Problem details:
Copy each of the entries below word for word, without changing anything.
··· Record excerpts ···
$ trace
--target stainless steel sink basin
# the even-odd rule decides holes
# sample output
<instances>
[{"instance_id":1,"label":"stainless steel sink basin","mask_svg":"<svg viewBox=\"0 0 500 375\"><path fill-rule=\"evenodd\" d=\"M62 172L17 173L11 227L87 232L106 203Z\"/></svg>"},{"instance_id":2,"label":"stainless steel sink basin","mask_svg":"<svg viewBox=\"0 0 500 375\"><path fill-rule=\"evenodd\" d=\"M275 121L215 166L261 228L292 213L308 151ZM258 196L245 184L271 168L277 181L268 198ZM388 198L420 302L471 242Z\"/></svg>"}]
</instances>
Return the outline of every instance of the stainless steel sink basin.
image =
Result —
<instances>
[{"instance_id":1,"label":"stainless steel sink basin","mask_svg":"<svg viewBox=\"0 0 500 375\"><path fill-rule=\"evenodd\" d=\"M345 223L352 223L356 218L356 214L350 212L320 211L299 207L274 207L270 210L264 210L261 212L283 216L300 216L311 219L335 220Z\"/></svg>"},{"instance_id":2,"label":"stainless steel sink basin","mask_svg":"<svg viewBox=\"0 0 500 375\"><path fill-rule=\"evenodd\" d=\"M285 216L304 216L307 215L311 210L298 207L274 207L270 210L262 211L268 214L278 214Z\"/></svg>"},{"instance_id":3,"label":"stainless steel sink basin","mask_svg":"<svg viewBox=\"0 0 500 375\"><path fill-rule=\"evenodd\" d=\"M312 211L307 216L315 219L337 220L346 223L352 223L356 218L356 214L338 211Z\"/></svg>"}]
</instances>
···
Result of the task:
$ trace
--target stainless steel sink basin
# the even-odd rule decides holes
# sample output
<instances>
[{"instance_id":1,"label":"stainless steel sink basin","mask_svg":"<svg viewBox=\"0 0 500 375\"><path fill-rule=\"evenodd\" d=\"M62 172L17 173L11 227L87 232L106 203Z\"/></svg>"},{"instance_id":2,"label":"stainless steel sink basin","mask_svg":"<svg viewBox=\"0 0 500 375\"><path fill-rule=\"evenodd\" d=\"M275 121L215 166L261 228L292 213L308 151ZM258 196L245 184L271 168L277 181L268 198ZM388 198L420 302L471 242Z\"/></svg>"}]
</instances>
Return the outline of every instance of the stainless steel sink basin.
image =
Result —
<instances>
[{"instance_id":1,"label":"stainless steel sink basin","mask_svg":"<svg viewBox=\"0 0 500 375\"><path fill-rule=\"evenodd\" d=\"M345 223L352 223L356 218L356 214L350 212L320 211L299 207L274 207L270 210L264 210L261 212L283 216L300 216L311 219L335 220Z\"/></svg>"},{"instance_id":2,"label":"stainless steel sink basin","mask_svg":"<svg viewBox=\"0 0 500 375\"><path fill-rule=\"evenodd\" d=\"M285 216L304 216L307 215L311 210L298 207L274 207L270 210L262 211L268 214L278 214Z\"/></svg>"},{"instance_id":3,"label":"stainless steel sink basin","mask_svg":"<svg viewBox=\"0 0 500 375\"><path fill-rule=\"evenodd\" d=\"M312 211L307 216L315 219L337 220L346 223L352 223L356 218L356 214L338 211Z\"/></svg>"}]
</instances>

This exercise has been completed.